#### [Exercise instructions]
Please list every line of the material below that contains the word "column", copying each such line in full.
|---|
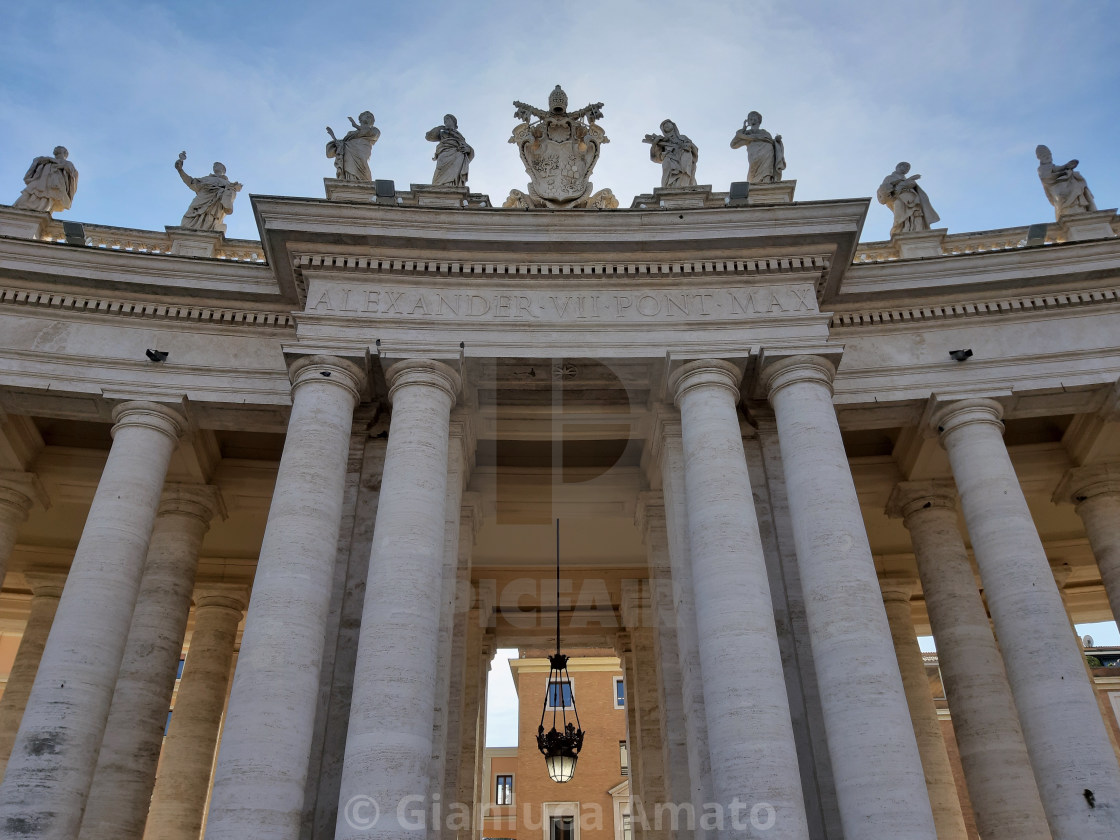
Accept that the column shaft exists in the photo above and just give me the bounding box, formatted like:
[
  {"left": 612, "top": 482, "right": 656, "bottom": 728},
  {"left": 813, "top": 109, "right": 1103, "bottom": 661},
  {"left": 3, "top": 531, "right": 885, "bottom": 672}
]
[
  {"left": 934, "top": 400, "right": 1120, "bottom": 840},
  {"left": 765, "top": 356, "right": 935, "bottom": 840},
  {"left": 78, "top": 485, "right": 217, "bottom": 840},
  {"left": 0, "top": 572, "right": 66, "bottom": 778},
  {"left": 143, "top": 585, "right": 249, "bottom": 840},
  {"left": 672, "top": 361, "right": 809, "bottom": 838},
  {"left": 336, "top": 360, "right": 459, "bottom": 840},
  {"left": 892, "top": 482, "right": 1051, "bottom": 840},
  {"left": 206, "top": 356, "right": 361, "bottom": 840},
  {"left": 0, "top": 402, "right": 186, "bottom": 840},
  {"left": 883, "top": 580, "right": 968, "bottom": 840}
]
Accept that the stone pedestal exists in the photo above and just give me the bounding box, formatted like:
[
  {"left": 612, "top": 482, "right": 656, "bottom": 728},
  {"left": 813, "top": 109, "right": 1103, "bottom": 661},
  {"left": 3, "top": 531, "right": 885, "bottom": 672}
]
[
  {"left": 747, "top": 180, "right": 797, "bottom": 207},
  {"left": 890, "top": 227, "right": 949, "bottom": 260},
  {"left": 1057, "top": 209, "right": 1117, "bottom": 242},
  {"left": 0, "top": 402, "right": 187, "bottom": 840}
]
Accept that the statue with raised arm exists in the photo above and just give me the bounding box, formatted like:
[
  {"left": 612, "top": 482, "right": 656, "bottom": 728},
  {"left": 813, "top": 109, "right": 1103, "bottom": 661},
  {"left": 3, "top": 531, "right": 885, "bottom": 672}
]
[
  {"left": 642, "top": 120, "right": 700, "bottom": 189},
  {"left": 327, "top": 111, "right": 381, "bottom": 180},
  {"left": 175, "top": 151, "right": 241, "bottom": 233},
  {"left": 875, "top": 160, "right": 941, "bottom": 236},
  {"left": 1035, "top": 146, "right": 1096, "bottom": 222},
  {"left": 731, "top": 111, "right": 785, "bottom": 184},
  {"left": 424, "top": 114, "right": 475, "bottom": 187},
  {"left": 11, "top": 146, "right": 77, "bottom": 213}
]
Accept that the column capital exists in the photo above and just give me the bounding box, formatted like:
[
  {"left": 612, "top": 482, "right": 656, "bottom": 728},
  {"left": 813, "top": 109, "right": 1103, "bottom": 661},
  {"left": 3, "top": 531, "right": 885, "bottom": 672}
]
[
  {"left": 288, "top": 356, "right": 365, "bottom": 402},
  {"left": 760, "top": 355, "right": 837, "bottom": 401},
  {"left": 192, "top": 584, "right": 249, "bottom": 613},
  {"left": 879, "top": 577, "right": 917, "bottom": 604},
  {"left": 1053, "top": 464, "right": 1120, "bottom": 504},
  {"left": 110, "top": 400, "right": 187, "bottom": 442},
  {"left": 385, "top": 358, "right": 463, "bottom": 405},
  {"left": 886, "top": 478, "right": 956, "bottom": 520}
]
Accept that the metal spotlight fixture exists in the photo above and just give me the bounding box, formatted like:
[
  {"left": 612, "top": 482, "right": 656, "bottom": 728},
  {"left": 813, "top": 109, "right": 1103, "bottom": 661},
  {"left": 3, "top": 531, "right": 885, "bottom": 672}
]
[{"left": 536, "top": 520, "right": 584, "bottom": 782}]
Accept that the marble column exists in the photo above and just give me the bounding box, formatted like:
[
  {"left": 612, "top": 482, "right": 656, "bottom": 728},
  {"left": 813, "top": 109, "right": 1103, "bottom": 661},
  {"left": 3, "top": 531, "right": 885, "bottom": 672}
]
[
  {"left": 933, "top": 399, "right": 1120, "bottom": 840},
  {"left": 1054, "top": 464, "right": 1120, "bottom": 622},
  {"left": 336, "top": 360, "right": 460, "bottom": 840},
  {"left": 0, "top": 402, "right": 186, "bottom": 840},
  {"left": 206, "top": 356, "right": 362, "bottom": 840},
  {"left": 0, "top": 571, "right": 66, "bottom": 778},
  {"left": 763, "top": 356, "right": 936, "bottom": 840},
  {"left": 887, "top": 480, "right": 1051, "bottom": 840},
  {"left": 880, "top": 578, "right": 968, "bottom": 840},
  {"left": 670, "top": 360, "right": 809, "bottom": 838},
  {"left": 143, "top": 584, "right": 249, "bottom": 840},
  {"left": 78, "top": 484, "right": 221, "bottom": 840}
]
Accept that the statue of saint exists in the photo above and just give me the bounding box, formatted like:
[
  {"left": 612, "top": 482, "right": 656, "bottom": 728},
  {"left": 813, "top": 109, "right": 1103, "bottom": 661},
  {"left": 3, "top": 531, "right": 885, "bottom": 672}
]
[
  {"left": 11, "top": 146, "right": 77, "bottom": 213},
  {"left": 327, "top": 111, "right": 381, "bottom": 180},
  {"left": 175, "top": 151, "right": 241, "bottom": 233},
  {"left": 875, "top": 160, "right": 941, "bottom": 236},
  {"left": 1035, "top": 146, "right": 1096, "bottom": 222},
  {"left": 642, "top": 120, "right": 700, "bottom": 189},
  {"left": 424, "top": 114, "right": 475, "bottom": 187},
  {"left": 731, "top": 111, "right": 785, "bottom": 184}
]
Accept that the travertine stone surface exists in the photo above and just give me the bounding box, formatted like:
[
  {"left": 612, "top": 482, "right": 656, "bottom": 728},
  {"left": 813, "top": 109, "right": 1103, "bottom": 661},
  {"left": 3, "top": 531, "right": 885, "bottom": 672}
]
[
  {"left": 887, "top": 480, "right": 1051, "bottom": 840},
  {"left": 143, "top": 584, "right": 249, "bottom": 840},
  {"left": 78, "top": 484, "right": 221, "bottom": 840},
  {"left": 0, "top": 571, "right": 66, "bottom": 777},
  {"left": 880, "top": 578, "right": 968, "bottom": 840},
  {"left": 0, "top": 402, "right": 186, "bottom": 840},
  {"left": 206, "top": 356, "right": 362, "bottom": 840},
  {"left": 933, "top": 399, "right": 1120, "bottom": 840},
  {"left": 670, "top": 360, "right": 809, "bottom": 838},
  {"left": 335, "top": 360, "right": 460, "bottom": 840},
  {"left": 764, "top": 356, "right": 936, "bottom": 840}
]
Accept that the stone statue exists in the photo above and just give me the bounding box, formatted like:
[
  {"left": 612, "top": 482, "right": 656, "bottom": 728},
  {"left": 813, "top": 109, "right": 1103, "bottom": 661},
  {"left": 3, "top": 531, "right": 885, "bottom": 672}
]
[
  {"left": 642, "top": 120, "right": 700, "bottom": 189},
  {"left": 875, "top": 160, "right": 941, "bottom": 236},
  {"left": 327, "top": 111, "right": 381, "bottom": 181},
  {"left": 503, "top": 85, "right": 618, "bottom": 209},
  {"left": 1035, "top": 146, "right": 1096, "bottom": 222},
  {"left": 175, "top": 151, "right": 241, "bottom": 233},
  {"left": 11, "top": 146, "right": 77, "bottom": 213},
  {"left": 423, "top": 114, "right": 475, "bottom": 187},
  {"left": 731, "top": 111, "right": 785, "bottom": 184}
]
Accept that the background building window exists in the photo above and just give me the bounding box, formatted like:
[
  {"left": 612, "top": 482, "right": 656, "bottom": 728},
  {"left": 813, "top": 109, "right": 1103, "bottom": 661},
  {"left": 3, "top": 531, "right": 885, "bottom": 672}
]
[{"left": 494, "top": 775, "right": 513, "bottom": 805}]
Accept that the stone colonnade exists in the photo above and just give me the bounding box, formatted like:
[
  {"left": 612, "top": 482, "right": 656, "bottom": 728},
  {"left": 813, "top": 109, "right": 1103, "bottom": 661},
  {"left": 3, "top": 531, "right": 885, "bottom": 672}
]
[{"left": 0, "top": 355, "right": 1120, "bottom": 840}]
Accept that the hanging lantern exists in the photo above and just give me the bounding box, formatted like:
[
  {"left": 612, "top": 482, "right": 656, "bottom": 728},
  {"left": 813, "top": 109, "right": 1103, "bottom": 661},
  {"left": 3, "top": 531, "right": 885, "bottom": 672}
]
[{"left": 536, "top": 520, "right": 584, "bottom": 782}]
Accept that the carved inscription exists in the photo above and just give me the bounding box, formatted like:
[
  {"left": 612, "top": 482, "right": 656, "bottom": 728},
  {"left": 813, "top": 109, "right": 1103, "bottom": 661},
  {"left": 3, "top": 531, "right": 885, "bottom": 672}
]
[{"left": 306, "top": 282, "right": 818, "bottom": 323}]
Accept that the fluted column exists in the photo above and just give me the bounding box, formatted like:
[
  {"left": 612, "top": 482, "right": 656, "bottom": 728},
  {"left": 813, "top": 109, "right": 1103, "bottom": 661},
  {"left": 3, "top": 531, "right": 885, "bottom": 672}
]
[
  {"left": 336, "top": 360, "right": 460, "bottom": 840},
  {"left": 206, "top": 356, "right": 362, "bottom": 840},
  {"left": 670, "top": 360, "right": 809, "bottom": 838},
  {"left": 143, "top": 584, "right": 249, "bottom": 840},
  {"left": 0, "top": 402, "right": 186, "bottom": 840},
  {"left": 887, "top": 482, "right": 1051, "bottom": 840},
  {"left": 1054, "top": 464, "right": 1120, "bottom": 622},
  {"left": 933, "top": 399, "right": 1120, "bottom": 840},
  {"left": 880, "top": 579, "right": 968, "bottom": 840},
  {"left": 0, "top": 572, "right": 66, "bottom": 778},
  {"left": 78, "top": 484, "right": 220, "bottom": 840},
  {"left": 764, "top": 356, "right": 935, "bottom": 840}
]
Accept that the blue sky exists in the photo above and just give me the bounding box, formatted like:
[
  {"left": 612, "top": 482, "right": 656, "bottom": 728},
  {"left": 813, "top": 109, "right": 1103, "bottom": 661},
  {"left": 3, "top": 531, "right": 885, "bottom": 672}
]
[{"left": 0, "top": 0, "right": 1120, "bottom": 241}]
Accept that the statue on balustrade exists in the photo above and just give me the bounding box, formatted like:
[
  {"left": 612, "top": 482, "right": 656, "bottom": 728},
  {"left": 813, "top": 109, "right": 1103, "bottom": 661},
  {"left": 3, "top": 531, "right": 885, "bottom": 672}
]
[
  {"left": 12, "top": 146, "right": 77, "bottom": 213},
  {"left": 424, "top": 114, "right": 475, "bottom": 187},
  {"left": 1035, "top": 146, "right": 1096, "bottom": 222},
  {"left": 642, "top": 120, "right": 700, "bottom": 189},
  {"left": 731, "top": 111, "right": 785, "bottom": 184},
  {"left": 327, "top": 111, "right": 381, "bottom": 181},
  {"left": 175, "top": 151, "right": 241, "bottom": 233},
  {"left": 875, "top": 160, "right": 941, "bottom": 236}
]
|---|
#### [Written answer]
Accept that the column shaft exists in the photo above and just give me the bounding box, formatted like:
Accept that the column capital exists in the photo above and just give me the bounding box, formatted like:
Accept that the marble column exists in the photo above and just give me the bounding box, formatted like:
Accept that the fluted column exists in the photo above and just give me the bounding box, formatted like:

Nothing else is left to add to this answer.